§ The request
Format the lines below as a Markdown table with the columns Row and Line: Row holds a running number and Line holds the line itself. Skip blank lines, and leave the pictures out of the table.

§ Entries shown
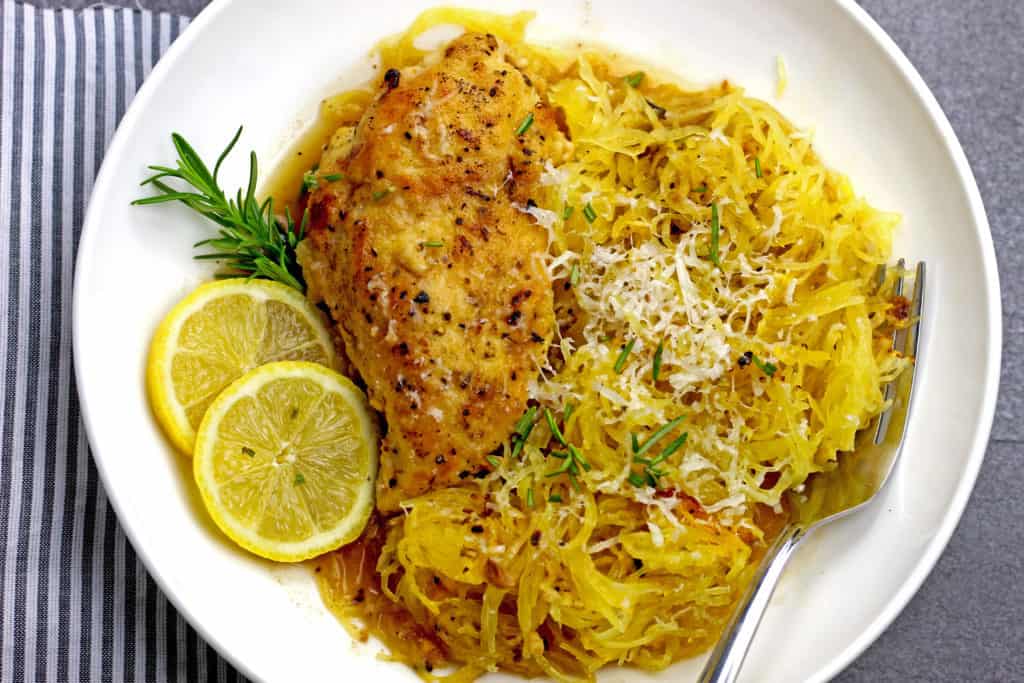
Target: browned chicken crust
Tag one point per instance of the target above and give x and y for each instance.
(429, 264)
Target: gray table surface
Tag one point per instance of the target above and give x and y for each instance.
(965, 624)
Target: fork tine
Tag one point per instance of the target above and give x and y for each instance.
(882, 426)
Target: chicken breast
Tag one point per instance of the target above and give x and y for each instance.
(428, 256)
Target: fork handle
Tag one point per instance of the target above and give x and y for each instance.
(727, 657)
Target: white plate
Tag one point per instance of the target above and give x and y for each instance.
(265, 63)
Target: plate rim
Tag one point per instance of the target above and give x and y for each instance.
(952, 146)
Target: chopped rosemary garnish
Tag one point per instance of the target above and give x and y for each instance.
(659, 111)
(573, 462)
(624, 354)
(655, 370)
(671, 449)
(576, 455)
(524, 126)
(715, 230)
(555, 431)
(522, 430)
(574, 274)
(639, 450)
(767, 368)
(309, 181)
(251, 241)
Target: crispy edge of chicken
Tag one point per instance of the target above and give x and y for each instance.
(429, 260)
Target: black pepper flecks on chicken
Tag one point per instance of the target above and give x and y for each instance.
(427, 260)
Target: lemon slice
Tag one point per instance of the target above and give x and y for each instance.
(216, 335)
(286, 460)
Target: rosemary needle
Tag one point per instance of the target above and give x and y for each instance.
(524, 126)
(623, 355)
(715, 233)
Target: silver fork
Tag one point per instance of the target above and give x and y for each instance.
(875, 457)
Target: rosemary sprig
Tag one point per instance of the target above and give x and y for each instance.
(251, 242)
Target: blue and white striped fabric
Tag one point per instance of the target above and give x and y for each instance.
(76, 603)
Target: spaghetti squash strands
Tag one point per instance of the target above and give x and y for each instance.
(721, 341)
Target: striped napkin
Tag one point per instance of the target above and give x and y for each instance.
(76, 602)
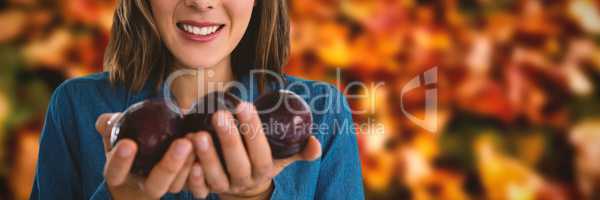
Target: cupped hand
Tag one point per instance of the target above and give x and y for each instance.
(169, 175)
(249, 168)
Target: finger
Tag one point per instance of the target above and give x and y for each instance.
(256, 141)
(215, 176)
(182, 177)
(311, 151)
(119, 163)
(164, 173)
(236, 158)
(196, 182)
(104, 125)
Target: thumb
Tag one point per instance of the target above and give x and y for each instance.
(104, 125)
(311, 151)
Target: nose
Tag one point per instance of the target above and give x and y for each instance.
(203, 5)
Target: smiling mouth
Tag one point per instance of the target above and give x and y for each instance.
(200, 30)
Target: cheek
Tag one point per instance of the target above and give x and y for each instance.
(240, 12)
(162, 11)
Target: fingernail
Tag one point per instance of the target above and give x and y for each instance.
(124, 151)
(202, 143)
(196, 171)
(181, 151)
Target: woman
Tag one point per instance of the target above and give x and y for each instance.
(221, 38)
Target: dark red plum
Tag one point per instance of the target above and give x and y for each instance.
(153, 126)
(200, 117)
(287, 122)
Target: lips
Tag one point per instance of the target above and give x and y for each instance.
(200, 31)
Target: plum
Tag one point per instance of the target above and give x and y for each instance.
(153, 126)
(286, 118)
(200, 117)
(287, 122)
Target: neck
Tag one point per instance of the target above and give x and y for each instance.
(187, 89)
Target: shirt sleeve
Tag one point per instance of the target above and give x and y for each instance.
(340, 176)
(57, 173)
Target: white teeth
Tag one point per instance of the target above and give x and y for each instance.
(207, 30)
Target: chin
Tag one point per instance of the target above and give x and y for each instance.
(200, 62)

§ Solution
| Row | Line |
|---|---|
| 1 | Target: browned chicken crust |
| 2 | Tag one point per instance of the target above and give x and y for each instance. |
| 3 | (429, 264) |
| 4 | Target: gray table surface |
| 5 | Tag one point per instance of the target above and give x and y for each instance. |
| 6 | (965, 624) |
| 7 | Target: fork tine |
| 8 | Tag one point per instance of the target above and give x and y for each instance. |
| 9 | (882, 426) |
| 10 | Target: chicken breast |
| 11 | Tag one point per instance of the target above and give x and y for each instance. |
| 12 | (428, 256) |
| 13 | Target: fork handle |
| 14 | Tag one point per instance of the target above and give x and y for each instance. |
| 15 | (727, 657) |
| 16 | Target: white plate |
| 17 | Tag one point per instance of the target above and give x and y for each instance. |
| 18 | (265, 63) |
| 19 | Target: plate rim |
| 20 | Tag one point per instance of the target above and give x and y for each instance. |
| 21 | (952, 146) |
| 22 | Target: chopped rosemary garnish |
| 23 | Tag one point per instance of the target above and give x and y for each instance. |
| 24 | (659, 111) |
| 25 | (573, 462) |
| 26 | (624, 354) |
| 27 | (655, 370) |
| 28 | (671, 449) |
| 29 | (576, 455) |
| 30 | (524, 126) |
| 31 | (715, 230) |
| 32 | (555, 431) |
| 33 | (522, 430) |
| 34 | (574, 274) |
| 35 | (639, 450) |
| 36 | (767, 368) |
| 37 | (309, 181) |
| 38 | (251, 241) |
| 39 | Target: crispy edge of chicken |
| 40 | Tag one point per instance of the target above and give x and y for each instance. |
| 41 | (429, 260) |
| 42 | Target: black pepper flecks on chicken |
| 43 | Tag one point per instance of the target above and give x and y for each instance. |
| 44 | (427, 260) |
| 45 | Target: lemon slice |
| 46 | Tag one point per instance of the target above and give x and y for each instance. |
| 47 | (216, 335) |
| 48 | (286, 460) |
| 49 | Target: rosemary needle |
| 50 | Tag one point per instance of the target above and give x and y for each instance. |
| 51 | (524, 126) |
| 52 | (623, 355) |
| 53 | (715, 233) |
| 54 | Target: silver fork |
| 55 | Tag one point per instance of the target above and give x and y for each instance. |
| 56 | (875, 457) |
| 57 | Target: rosemary sprig |
| 58 | Tag one point per instance of the target above and give x and y for each instance. |
| 59 | (251, 242) |
| 60 | Target: blue and white striped fabric |
| 61 | Tag one point per instance of the target above and give x and y for each instance. |
| 62 | (76, 603) |
| 63 | Target: spaghetti squash strands |
| 64 | Tag one point per instance of the target above and give x and y for each instance. |
| 65 | (721, 341) |
| 66 | Target: striped napkin |
| 67 | Tag one point per instance of the target above and give x and y for each instance. |
| 68 | (76, 602) |
| 69 | Target: cupped hand |
| 70 | Tag one point per instance of the target above and give x and y for each instance. |
| 71 | (169, 175) |
| 72 | (249, 168) |
| 73 | Target: finger |
| 74 | Tag one point per instance of the target above and give x and y for each instance. |
| 75 | (256, 141) |
| 76 | (215, 176) |
| 77 | (182, 177) |
| 78 | (311, 151) |
| 79 | (119, 163) |
| 80 | (164, 173) |
| 81 | (236, 158) |
| 82 | (196, 182) |
| 83 | (104, 125) |
| 84 | Target: thumb |
| 85 | Tag one point per instance of the target above and give x and y for each instance. |
| 86 | (104, 125) |
| 87 | (311, 151) |
| 88 | Target: nose |
| 89 | Tag one point per instance of the target above and give x and y for each instance. |
| 90 | (203, 5) |
| 91 | Target: smiling mouth |
| 92 | Tag one point per instance of the target above and give x and y for each instance. |
| 93 | (200, 30) |
| 94 | Target: cheek |
| 95 | Tag one point per instance of the target above and give x and y for each instance. |
| 96 | (240, 12) |
| 97 | (162, 11) |
| 98 | Target: fingernail |
| 99 | Tag one point per instance of the target above and give x and y for each instance. |
| 100 | (124, 151) |
| 101 | (202, 143) |
| 102 | (196, 171) |
| 103 | (181, 151) |
| 104 | Target: woman |
| 105 | Tag one point per instance of the target above and give x and y for each instance. |
| 106 | (221, 38) |
| 107 | Target: dark red plum |
| 108 | Tag one point per instance of the target above and give x and y for each instance. |
| 109 | (153, 126) |
| 110 | (200, 117) |
| 111 | (287, 122) |
| 112 | Target: lips |
| 113 | Tag one point per instance of the target above and give x and y for each instance. |
| 114 | (200, 31) |
| 115 | Target: plum |
| 116 | Tag one point per instance of the target above and give x and y for each instance. |
| 117 | (153, 126) |
| 118 | (286, 118) |
| 119 | (200, 117) |
| 120 | (287, 122) |
| 121 | Target: neck |
| 122 | Tag one point per instance of the target above and give x and y for each instance. |
| 123 | (187, 89) |
| 124 | Target: shirt sleeve |
| 125 | Tag one point per instance of the target above and give x and y for each instance. |
| 126 | (340, 176) |
| 127 | (57, 173) |
| 128 | Target: white teeth |
| 129 | Tag one point per instance of the target above and give x and y for each instance. |
| 130 | (207, 30) |
| 131 | Target: chin |
| 132 | Tag one point per instance of the target above and give x and y for each instance. |
| 133 | (200, 62) |